> **EXERCISE INPUT**:
-- Start --
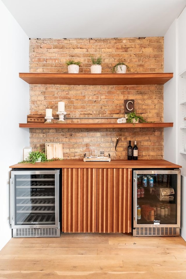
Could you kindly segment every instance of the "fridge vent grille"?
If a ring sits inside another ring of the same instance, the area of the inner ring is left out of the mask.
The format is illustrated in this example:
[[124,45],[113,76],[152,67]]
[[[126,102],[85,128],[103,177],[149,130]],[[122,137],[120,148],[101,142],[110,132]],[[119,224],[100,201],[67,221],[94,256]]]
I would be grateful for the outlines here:
[[58,228],[13,229],[14,237],[55,237],[60,236]]
[[137,228],[133,230],[133,235],[179,235],[178,228]]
-- End --
> **WHAT TO WORK ON**: Reproduce all of the material above verbatim, but omit the picture.

> **WORKED ANSWER**:
Could you kindly segment every instance of the "fridge vent grille"?
If a ring sits inside another ring of the same instance, the area of the inner ring is left out of the mask.
The format is illustrated in this example:
[[124,45],[113,76],[152,67]]
[[[126,102],[85,128],[103,177],[149,130]],[[122,137],[120,148],[101,142],[110,132]],[[119,224],[100,201],[67,221],[94,256]]]
I would be grateful for the outlines here:
[[58,228],[13,229],[14,237],[55,237],[60,236]]
[[137,228],[133,230],[133,235],[179,235],[178,228]]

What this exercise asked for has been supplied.